WHAT YOU HAVE TO DO. Please change "Mark the region" to "Outline the area" throughout the records below, keeping every other line identical, and leave the pictures out of your answer.

AVAILABLE DATA.
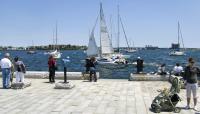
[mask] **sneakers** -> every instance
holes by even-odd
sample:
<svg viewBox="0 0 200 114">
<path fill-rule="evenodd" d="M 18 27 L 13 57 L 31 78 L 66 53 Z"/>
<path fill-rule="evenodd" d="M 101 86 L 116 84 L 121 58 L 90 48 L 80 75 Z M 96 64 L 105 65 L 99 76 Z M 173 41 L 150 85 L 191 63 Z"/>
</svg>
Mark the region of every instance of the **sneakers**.
<svg viewBox="0 0 200 114">
<path fill-rule="evenodd" d="M 194 106 L 194 110 L 195 110 L 195 111 L 199 111 L 198 108 L 197 108 L 197 106 Z"/>
<path fill-rule="evenodd" d="M 186 109 L 186 110 L 189 110 L 189 109 L 190 109 L 190 106 L 187 105 L 187 106 L 185 107 L 185 109 Z"/>
</svg>

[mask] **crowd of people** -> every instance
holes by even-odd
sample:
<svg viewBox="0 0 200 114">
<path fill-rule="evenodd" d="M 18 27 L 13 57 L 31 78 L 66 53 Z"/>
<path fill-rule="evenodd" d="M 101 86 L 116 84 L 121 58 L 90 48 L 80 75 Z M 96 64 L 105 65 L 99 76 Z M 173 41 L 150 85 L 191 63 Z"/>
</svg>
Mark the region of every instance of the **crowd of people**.
<svg viewBox="0 0 200 114">
<path fill-rule="evenodd" d="M 137 58 L 137 73 L 143 72 L 143 65 L 144 60 L 140 57 Z M 188 65 L 183 68 L 179 63 L 176 63 L 174 66 L 172 73 L 175 76 L 183 76 L 186 82 L 186 96 L 187 96 L 187 106 L 186 109 L 190 108 L 190 99 L 191 94 L 193 94 L 193 101 L 194 101 L 194 110 L 197 110 L 197 90 L 198 90 L 198 79 L 197 75 L 200 73 L 199 67 L 194 65 L 195 61 L 193 58 L 188 59 Z M 86 59 L 86 73 L 89 74 L 89 81 L 94 80 L 97 81 L 96 75 L 96 65 L 97 61 L 95 57 L 87 58 Z M 16 83 L 23 83 L 24 82 L 24 74 L 26 73 L 26 67 L 22 60 L 19 57 L 15 57 L 14 60 L 10 57 L 9 53 L 4 55 L 4 58 L 0 61 L 0 66 L 2 70 L 2 81 L 3 81 L 3 88 L 8 89 L 10 88 L 10 83 L 13 81 L 13 76 L 15 72 Z M 166 64 L 161 64 L 158 67 L 158 74 L 159 75 L 166 75 L 165 71 Z M 48 68 L 49 68 L 49 82 L 55 82 L 55 71 L 57 70 L 56 60 L 53 58 L 52 55 L 49 56 L 48 59 Z M 184 72 L 184 73 L 183 73 Z"/>
<path fill-rule="evenodd" d="M 24 83 L 24 74 L 26 73 L 26 67 L 19 59 L 19 57 L 15 57 L 14 61 L 10 57 L 9 53 L 4 55 L 4 58 L 0 61 L 0 66 L 2 70 L 2 80 L 3 80 L 3 88 L 9 89 L 10 83 L 13 82 L 14 72 L 16 77 L 16 83 Z"/>
</svg>

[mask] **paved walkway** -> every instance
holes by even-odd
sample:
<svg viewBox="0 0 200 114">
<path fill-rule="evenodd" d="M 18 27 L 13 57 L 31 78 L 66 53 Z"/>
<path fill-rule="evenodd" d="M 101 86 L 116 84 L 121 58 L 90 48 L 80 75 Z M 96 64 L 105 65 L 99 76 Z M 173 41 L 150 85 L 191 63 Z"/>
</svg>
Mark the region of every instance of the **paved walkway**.
<svg viewBox="0 0 200 114">
<path fill-rule="evenodd" d="M 161 81 L 100 79 L 96 83 L 73 80 L 70 82 L 75 88 L 57 90 L 45 79 L 29 81 L 32 86 L 22 90 L 0 89 L 0 114 L 153 114 L 149 108 L 158 95 L 156 90 L 170 87 L 168 82 Z M 177 106 L 184 107 L 185 90 L 181 90 L 180 96 L 183 101 Z M 200 101 L 198 104 L 200 108 Z M 192 109 L 182 109 L 180 113 L 200 114 Z"/>
</svg>

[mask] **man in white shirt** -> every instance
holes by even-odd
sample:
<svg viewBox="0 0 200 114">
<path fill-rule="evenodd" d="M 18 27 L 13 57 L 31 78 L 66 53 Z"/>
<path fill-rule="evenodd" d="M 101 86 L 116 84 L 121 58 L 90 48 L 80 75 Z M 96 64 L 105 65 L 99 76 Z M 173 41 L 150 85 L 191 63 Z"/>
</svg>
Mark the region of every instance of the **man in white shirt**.
<svg viewBox="0 0 200 114">
<path fill-rule="evenodd" d="M 179 63 L 176 63 L 176 66 L 174 66 L 174 69 L 173 69 L 174 75 L 175 76 L 180 76 L 182 71 L 183 71 L 183 67 L 180 66 Z"/>
<path fill-rule="evenodd" d="M 2 78 L 3 78 L 3 88 L 10 88 L 10 76 L 11 76 L 11 61 L 9 60 L 9 53 L 5 54 L 5 57 L 1 59 L 0 66 L 2 69 Z"/>
</svg>

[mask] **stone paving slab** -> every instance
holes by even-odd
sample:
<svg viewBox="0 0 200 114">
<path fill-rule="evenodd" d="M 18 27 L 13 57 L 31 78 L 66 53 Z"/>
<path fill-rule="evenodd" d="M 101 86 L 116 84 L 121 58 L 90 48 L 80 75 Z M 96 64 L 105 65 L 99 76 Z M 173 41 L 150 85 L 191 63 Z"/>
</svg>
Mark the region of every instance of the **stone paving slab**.
<svg viewBox="0 0 200 114">
<path fill-rule="evenodd" d="M 32 83 L 28 88 L 0 89 L 0 114 L 154 114 L 150 105 L 159 94 L 157 90 L 170 87 L 167 81 L 100 79 L 98 82 L 71 80 L 76 85 L 74 88 L 58 90 L 47 79 L 27 80 Z M 185 90 L 181 90 L 180 97 L 182 101 L 177 106 L 183 108 Z M 180 114 L 200 112 L 182 109 Z"/>
</svg>

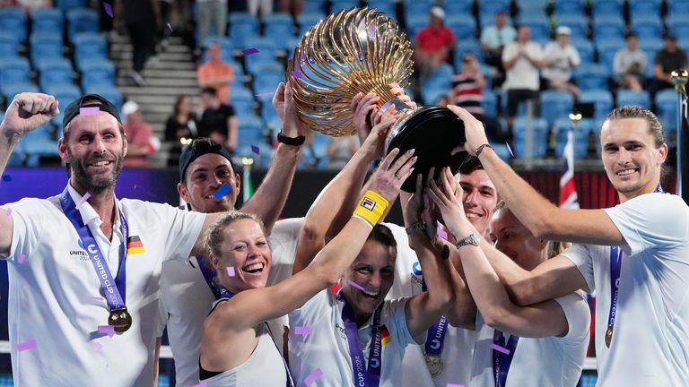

EXERCISE RESULT.
[mask] **sneakers** -> every instance
holes by even-odd
sample:
<svg viewBox="0 0 200 114">
<path fill-rule="evenodd" d="M 18 27 L 13 57 L 31 78 L 66 53 Z"/>
<path fill-rule="evenodd" d="M 101 86 L 116 84 L 121 58 L 90 48 L 80 75 Z M 96 64 L 105 65 L 99 76 Z M 173 41 L 150 85 L 191 63 Z"/>
</svg>
Outline the area of every instance of the **sneakers**.
<svg viewBox="0 0 200 114">
<path fill-rule="evenodd" d="M 194 106 L 194 110 L 195 110 L 195 111 L 199 111 L 198 108 L 197 108 L 197 106 Z"/>
<path fill-rule="evenodd" d="M 186 109 L 186 110 L 189 110 L 189 109 L 190 109 L 190 106 L 187 105 L 187 106 L 185 107 L 185 109 Z"/>
</svg>

[mask] **crowd of people** -> every instance
holes by even-odd
sample:
<svg viewBox="0 0 200 114">
<path fill-rule="evenodd" d="M 18 27 L 13 57 L 31 78 L 66 53 Z"/>
<path fill-rule="evenodd" d="M 101 86 L 116 84 L 121 58 L 90 48 L 80 75 Z M 96 64 L 105 65 L 99 76 Z M 173 41 L 150 85 L 191 63 Z"/>
</svg>
Outline the area of every instance of the **crowd of people**.
<svg viewBox="0 0 200 114">
<path fill-rule="evenodd" d="M 137 58 L 137 73 L 143 72 L 143 65 L 144 60 L 140 57 Z M 188 65 L 183 68 L 179 63 L 176 63 L 174 66 L 172 73 L 175 76 L 183 76 L 186 82 L 186 96 L 187 96 L 187 106 L 186 109 L 190 108 L 190 99 L 191 94 L 193 94 L 193 101 L 194 101 L 194 110 L 197 110 L 197 90 L 198 90 L 198 79 L 197 75 L 200 73 L 199 67 L 194 65 L 195 61 L 193 58 L 188 59 Z M 86 59 L 86 73 L 89 74 L 89 81 L 94 80 L 97 81 L 96 75 L 96 65 L 97 61 L 95 57 L 87 58 Z M 16 83 L 23 83 L 24 82 L 24 74 L 26 73 L 26 67 L 22 60 L 19 57 L 15 57 L 14 60 L 10 57 L 9 53 L 4 55 L 4 58 L 0 61 L 0 66 L 2 70 L 2 81 L 3 81 L 3 88 L 8 89 L 10 88 L 10 83 L 13 81 L 13 76 L 15 72 Z M 166 64 L 161 64 L 158 67 L 158 74 L 159 75 L 166 75 L 165 71 Z M 48 68 L 49 68 L 49 82 L 55 82 L 55 71 L 57 70 L 56 60 L 53 58 L 52 55 L 49 56 L 48 59 Z M 184 72 L 184 73 L 183 73 Z"/>
<path fill-rule="evenodd" d="M 24 83 L 24 74 L 26 73 L 26 67 L 19 59 L 19 57 L 15 57 L 14 61 L 10 57 L 9 53 L 4 55 L 4 58 L 0 61 L 0 66 L 2 70 L 2 80 L 3 80 L 3 88 L 9 89 L 10 83 L 13 82 L 14 72 L 16 77 L 16 83 Z"/>
</svg>

[mask] **paved walkway** -> every instance
holes by even-odd
sample:
<svg viewBox="0 0 200 114">
<path fill-rule="evenodd" d="M 18 27 L 13 57 L 31 78 L 66 53 Z"/>
<path fill-rule="evenodd" d="M 101 86 L 116 84 L 121 58 L 90 48 L 80 75 Z M 96 64 L 105 65 L 99 76 Z M 173 41 L 150 85 L 191 63 Z"/>
</svg>
Outline the area of every instance of the **paved walkway**.
<svg viewBox="0 0 200 114">
<path fill-rule="evenodd" d="M 161 81 L 100 79 L 96 83 L 73 80 L 70 82 L 75 88 L 57 90 L 45 79 L 29 81 L 32 86 L 22 90 L 0 89 L 0 114 L 153 114 L 149 108 L 158 95 L 156 90 L 170 87 L 168 82 Z M 177 106 L 184 107 L 185 90 L 181 90 L 180 96 L 183 101 Z M 200 101 L 198 104 L 200 108 Z M 192 109 L 182 109 L 180 113 L 200 114 Z"/>
</svg>

[mask] **man in white shirt** -> every instance
holes by even-odd
sample:
<svg viewBox="0 0 200 114">
<path fill-rule="evenodd" d="M 18 27 L 13 57 L 31 78 L 66 53 Z"/>
<path fill-rule="evenodd" d="M 101 86 L 116 84 L 121 58 L 90 48 L 80 75 Z M 96 64 L 105 65 L 99 76 Z M 173 41 L 150 85 L 191 63 Z"/>
</svg>
Outline the area of every instance of the **man in white shirt**.
<svg viewBox="0 0 200 114">
<path fill-rule="evenodd" d="M 179 63 L 176 63 L 176 66 L 174 66 L 174 69 L 173 69 L 174 75 L 175 76 L 180 76 L 182 71 L 183 71 L 183 67 L 180 66 Z"/>
<path fill-rule="evenodd" d="M 2 78 L 3 78 L 3 88 L 10 88 L 10 76 L 11 76 L 11 61 L 9 60 L 9 53 L 5 54 L 5 57 L 1 59 L 0 66 L 2 69 Z"/>
</svg>

[mask] **stone paving slab** -> every instance
holes by even-odd
sample:
<svg viewBox="0 0 200 114">
<path fill-rule="evenodd" d="M 18 27 L 13 57 L 31 78 L 66 53 Z"/>
<path fill-rule="evenodd" d="M 101 86 L 116 84 L 121 58 L 90 48 L 80 75 Z M 96 64 L 105 65 L 99 76 Z M 173 41 L 150 85 L 191 63 Z"/>
</svg>
Outline the area of every instance of the **stone paving slab**.
<svg viewBox="0 0 200 114">
<path fill-rule="evenodd" d="M 32 83 L 28 88 L 0 89 L 0 114 L 154 114 L 150 105 L 159 94 L 157 90 L 170 87 L 167 81 L 100 79 L 98 82 L 71 80 L 76 85 L 74 88 L 58 90 L 47 79 L 27 80 Z M 185 90 L 181 90 L 180 97 L 182 101 L 177 106 L 183 108 Z M 180 114 L 200 112 L 182 109 Z"/>
</svg>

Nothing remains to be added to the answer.